- **Entries from a point annotation set**

———

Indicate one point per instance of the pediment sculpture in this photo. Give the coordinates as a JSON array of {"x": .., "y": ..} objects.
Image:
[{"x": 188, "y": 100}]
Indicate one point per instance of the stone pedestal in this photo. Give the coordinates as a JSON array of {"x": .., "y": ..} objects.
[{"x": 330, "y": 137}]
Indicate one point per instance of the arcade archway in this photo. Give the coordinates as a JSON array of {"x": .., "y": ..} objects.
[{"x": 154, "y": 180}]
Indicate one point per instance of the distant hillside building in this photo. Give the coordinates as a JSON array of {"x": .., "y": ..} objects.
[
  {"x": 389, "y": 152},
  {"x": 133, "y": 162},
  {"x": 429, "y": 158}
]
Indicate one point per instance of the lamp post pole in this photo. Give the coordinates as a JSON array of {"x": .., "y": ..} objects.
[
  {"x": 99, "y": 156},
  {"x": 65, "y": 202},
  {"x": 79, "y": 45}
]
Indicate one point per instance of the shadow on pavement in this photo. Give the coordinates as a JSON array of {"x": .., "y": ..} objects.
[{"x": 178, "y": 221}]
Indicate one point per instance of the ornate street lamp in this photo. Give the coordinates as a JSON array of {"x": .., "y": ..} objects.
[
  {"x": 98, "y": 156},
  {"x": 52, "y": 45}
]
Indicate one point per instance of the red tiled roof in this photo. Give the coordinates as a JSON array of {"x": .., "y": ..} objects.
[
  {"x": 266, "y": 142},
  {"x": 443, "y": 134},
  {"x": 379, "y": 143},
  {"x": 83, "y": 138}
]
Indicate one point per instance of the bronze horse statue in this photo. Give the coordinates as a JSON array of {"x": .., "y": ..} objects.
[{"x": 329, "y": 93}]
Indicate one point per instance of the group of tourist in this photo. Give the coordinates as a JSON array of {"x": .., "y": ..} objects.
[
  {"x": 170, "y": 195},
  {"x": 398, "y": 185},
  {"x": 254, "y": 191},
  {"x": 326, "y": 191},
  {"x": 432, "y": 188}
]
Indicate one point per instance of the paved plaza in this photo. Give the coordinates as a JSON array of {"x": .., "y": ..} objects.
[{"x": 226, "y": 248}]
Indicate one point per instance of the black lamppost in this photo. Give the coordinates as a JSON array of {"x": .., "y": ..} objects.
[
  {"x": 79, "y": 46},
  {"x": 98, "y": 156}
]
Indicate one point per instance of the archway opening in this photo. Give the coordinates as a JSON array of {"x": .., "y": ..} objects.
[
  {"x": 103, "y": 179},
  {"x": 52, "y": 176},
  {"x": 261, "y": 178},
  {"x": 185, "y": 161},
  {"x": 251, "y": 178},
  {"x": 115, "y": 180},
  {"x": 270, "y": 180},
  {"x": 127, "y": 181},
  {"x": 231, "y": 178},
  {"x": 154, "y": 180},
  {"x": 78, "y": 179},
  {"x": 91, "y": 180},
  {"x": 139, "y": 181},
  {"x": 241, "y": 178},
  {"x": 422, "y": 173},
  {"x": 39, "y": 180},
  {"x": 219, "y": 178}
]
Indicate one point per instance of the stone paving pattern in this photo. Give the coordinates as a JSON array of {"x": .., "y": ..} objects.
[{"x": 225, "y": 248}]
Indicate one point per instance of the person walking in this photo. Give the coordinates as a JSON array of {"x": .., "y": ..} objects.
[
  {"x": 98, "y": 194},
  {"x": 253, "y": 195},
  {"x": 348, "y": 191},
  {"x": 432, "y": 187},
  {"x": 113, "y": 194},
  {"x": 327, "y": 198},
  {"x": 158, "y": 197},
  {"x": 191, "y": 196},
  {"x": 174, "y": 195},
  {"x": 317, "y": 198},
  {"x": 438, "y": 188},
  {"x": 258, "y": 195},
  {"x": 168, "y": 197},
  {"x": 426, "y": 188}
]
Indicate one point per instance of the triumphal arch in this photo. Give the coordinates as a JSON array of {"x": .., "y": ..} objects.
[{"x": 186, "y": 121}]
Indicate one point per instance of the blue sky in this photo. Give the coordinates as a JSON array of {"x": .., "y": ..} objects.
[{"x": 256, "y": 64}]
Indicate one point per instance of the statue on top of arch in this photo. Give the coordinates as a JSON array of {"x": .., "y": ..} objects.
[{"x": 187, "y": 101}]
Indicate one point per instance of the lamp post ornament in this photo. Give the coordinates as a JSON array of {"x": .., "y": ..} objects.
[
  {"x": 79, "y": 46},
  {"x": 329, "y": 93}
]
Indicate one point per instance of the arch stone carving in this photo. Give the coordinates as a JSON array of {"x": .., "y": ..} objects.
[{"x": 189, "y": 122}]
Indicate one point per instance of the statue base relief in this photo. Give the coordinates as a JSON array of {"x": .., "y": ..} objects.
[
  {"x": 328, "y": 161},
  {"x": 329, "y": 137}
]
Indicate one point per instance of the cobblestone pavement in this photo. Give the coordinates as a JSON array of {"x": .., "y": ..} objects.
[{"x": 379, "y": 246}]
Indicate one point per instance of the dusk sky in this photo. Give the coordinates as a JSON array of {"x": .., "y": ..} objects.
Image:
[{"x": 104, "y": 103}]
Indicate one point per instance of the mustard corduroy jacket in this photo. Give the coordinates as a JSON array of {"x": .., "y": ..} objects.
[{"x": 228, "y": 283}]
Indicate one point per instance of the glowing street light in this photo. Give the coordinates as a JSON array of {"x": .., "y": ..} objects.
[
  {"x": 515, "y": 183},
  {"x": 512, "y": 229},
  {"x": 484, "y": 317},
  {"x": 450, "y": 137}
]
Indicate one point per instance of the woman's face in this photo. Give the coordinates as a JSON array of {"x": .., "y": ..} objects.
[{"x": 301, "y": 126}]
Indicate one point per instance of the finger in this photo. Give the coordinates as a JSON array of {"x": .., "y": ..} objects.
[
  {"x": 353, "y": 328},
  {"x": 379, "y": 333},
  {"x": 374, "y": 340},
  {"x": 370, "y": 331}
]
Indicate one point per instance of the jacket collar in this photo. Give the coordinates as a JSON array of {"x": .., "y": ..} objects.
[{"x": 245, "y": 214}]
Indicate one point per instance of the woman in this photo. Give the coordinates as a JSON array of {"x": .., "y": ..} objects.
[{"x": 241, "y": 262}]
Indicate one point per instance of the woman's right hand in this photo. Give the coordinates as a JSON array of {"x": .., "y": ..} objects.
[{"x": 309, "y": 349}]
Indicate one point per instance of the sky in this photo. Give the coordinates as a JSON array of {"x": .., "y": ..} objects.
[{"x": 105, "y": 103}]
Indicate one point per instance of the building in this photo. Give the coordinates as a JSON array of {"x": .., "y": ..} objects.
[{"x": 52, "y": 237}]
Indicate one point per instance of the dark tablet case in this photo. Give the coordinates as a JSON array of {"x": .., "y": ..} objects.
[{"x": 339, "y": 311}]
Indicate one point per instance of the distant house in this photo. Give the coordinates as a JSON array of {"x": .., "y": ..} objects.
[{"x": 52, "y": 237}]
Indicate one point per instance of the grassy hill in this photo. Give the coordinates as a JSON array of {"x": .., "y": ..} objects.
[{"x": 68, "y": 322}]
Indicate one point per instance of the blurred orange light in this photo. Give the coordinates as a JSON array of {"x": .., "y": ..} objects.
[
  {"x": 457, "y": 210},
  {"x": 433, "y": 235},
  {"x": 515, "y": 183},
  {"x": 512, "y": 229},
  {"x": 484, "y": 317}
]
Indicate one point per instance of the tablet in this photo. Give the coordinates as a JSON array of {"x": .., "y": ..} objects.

———

Repeat every entry word for word.

Indicate one point per instance of the pediment sculpture in this photo. Give the coordinates as a JSON array of {"x": .., "y": ..} objects.
Image:
[{"x": 188, "y": 100}]
Indicate one point per instance of the stone pedestal in this photo. Give the coordinates as a JSON array of {"x": .., "y": ..} objects.
[{"x": 330, "y": 137}]
Indicate one point per instance of the arcade archway in this photo. Give the coordinates as a JSON array of {"x": .., "y": ..} objects.
[{"x": 154, "y": 180}]
Indicate one point per instance of the distant hillside building in this photo. Give the coordinates as a JSON array of {"x": .., "y": ..} objects.
[
  {"x": 389, "y": 152},
  {"x": 133, "y": 162},
  {"x": 429, "y": 158}
]
Indicate one point per instance of the lamp post pole in this photo. Give the coordinates as a JSON array of {"x": .., "y": ..} objects.
[
  {"x": 99, "y": 156},
  {"x": 65, "y": 202},
  {"x": 79, "y": 45}
]
Indicate one point per instance of the shadow on pavement in this photo. Give the coordinates as a JSON array of {"x": .., "y": ..} objects.
[{"x": 178, "y": 221}]
Indicate one point per instance of the ornate street lamp in this photo. Give the coordinates as a JSON array of {"x": .., "y": ..} objects.
[
  {"x": 98, "y": 156},
  {"x": 52, "y": 45}
]
Indicate one point per instance of the red tiled roof in this photo. Give the coordinates as a JSON array of {"x": .., "y": ..} objects.
[
  {"x": 266, "y": 142},
  {"x": 443, "y": 134},
  {"x": 379, "y": 143},
  {"x": 83, "y": 138}
]
Indicate one point per instance of the bronze horse statue in this photo. Give the coordinates as a JSON array of {"x": .., "y": ..} objects.
[{"x": 329, "y": 93}]
Indicate one point per instance of the group of tourist in this photo. Give the coordinates as a JSON array of {"x": .., "y": ..} objects.
[
  {"x": 170, "y": 195},
  {"x": 398, "y": 185},
  {"x": 254, "y": 191},
  {"x": 326, "y": 191},
  {"x": 432, "y": 188}
]
Indicate one point per instance of the paved plaza in this photo. Give the coordinates as a JSON array of {"x": .., "y": ..} objects.
[{"x": 226, "y": 248}]
Indicate one point per instance of the black lamppost in this photo. Give the coordinates as a JSON array of {"x": .., "y": ..} objects.
[
  {"x": 79, "y": 46},
  {"x": 98, "y": 156}
]
Indicate one point per instance of the archway opening in this photo. Give the coordinates as a JSON array of {"x": .., "y": ..} objects.
[
  {"x": 103, "y": 179},
  {"x": 52, "y": 176},
  {"x": 261, "y": 178},
  {"x": 185, "y": 161},
  {"x": 251, "y": 178},
  {"x": 115, "y": 180},
  {"x": 270, "y": 180},
  {"x": 127, "y": 181},
  {"x": 231, "y": 178},
  {"x": 154, "y": 180},
  {"x": 78, "y": 179},
  {"x": 91, "y": 180},
  {"x": 139, "y": 181},
  {"x": 241, "y": 178},
  {"x": 422, "y": 173},
  {"x": 39, "y": 180},
  {"x": 219, "y": 178}
]
Indicate one point per instance of the stone paving pattern in this photo. Give the coordinates as a JSON array of {"x": .., "y": ..} objects.
[{"x": 225, "y": 248}]
Indicate one point per instance of the person walking in this photo. Give the coordinates as a JSON array of {"x": .., "y": ..} objects.
[
  {"x": 98, "y": 194},
  {"x": 253, "y": 195},
  {"x": 348, "y": 191},
  {"x": 432, "y": 187},
  {"x": 113, "y": 194},
  {"x": 327, "y": 198},
  {"x": 158, "y": 197},
  {"x": 191, "y": 196},
  {"x": 174, "y": 195},
  {"x": 317, "y": 198},
  {"x": 438, "y": 188},
  {"x": 258, "y": 195},
  {"x": 168, "y": 197},
  {"x": 426, "y": 188}
]
Indicate one point per instance of the triumphal arch in this photo. Give the coordinates as a JSON array of {"x": .., "y": ..} objects.
[{"x": 186, "y": 121}]
Indicate one point per instance of the blue sky in this photo. Give the coordinates as a JSON array of {"x": .., "y": ..} objects.
[{"x": 256, "y": 64}]
Indicate one point per instance of the statue on top of arch in this photo. Give the coordinates as a JSON array of {"x": .., "y": ..} objects.
[{"x": 187, "y": 101}]
Indicate one point per instance of the lamp post ornament in this photo. Give the coordinates as a JSON array of {"x": .., "y": ..} objects.
[
  {"x": 79, "y": 46},
  {"x": 329, "y": 93}
]
Indicate one point per instance of the arch stone carving in this photo. Give the coordinates as a JSON array of {"x": .., "y": ..} objects.
[{"x": 189, "y": 122}]
Indicate one point per instance of the statue base relief in this photo. Give the coordinates as a JSON array of {"x": .., "y": ..} objects.
[
  {"x": 328, "y": 161},
  {"x": 329, "y": 137}
]
Indicate one point per instance of the cobblestone pavement in this photo. Give the coordinates as a JSON array of {"x": .., "y": ..} objects.
[{"x": 379, "y": 246}]
Indicate one point per instance of the dusk sky in this photo. Give the coordinates as a JSON array of {"x": .., "y": ..} objects.
Image:
[{"x": 104, "y": 103}]
Indicate one point per instance of the mustard corduroy jacket in this photo. Give the coordinates as a JSON array of {"x": .., "y": ..} objects.
[{"x": 228, "y": 283}]
Indicate one point per instance of the glowing street light in this photo. Give the coordinates as a JSON array of {"x": .., "y": ..} objects.
[
  {"x": 515, "y": 183},
  {"x": 512, "y": 229},
  {"x": 484, "y": 317},
  {"x": 450, "y": 137}
]
Indicate one point per instance of the woman's face in this photo. Give the coordinates as a JSON array of {"x": .., "y": ..} objects.
[{"x": 301, "y": 126}]
Indicate one point per instance of the finger in this photo. Give the coordinates as a JSON array of {"x": .., "y": ..} objects.
[
  {"x": 353, "y": 328},
  {"x": 379, "y": 333},
  {"x": 374, "y": 340},
  {"x": 370, "y": 331}
]
Indicate one point per instance of the jacket collar in this photo. Give the coordinates as a JSON array of {"x": .., "y": ..} objects.
[{"x": 245, "y": 214}]
Indicate one point per instance of the woman in this photo. Give the coordinates as a JSON array of {"x": .., "y": ..} objects.
[{"x": 241, "y": 262}]
Indicate one point per instance of the woman's right hand in this photo. Give the coordinates as a JSON array of {"x": .., "y": ..} objects.
[{"x": 309, "y": 349}]
Indicate one point per instance of the sky in this photo. Give the coordinates as a JSON array of {"x": .., "y": ..} objects.
[{"x": 105, "y": 103}]
Indicate one point per instance of the building in this photo. Give the coordinates as a JSON array of {"x": .., "y": ..} objects.
[{"x": 52, "y": 237}]
Indicate one point per instance of the dark tablet case in this photo. Give the coordinates as a JSON array of {"x": .., "y": ..} objects.
[{"x": 339, "y": 311}]
Indicate one point per instance of the distant house in this photo. Give the coordinates as a JSON array of {"x": .., "y": ..} objects.
[{"x": 52, "y": 237}]
Indicate one point per instance of the grassy hill in this photo. Give the coordinates as a JSON array of {"x": .., "y": ..} objects.
[{"x": 68, "y": 322}]
Indicate one point per instance of the blurred orange light in this photo. Give the coordinates as a JSON array of {"x": .., "y": ..} objects.
[
  {"x": 457, "y": 210},
  {"x": 433, "y": 235},
  {"x": 515, "y": 183},
  {"x": 512, "y": 229},
  {"x": 484, "y": 317}
]
Indicate one point per instance of the tablet in this photo. Give the coordinates as a JSON array of {"x": .., "y": ..} objects.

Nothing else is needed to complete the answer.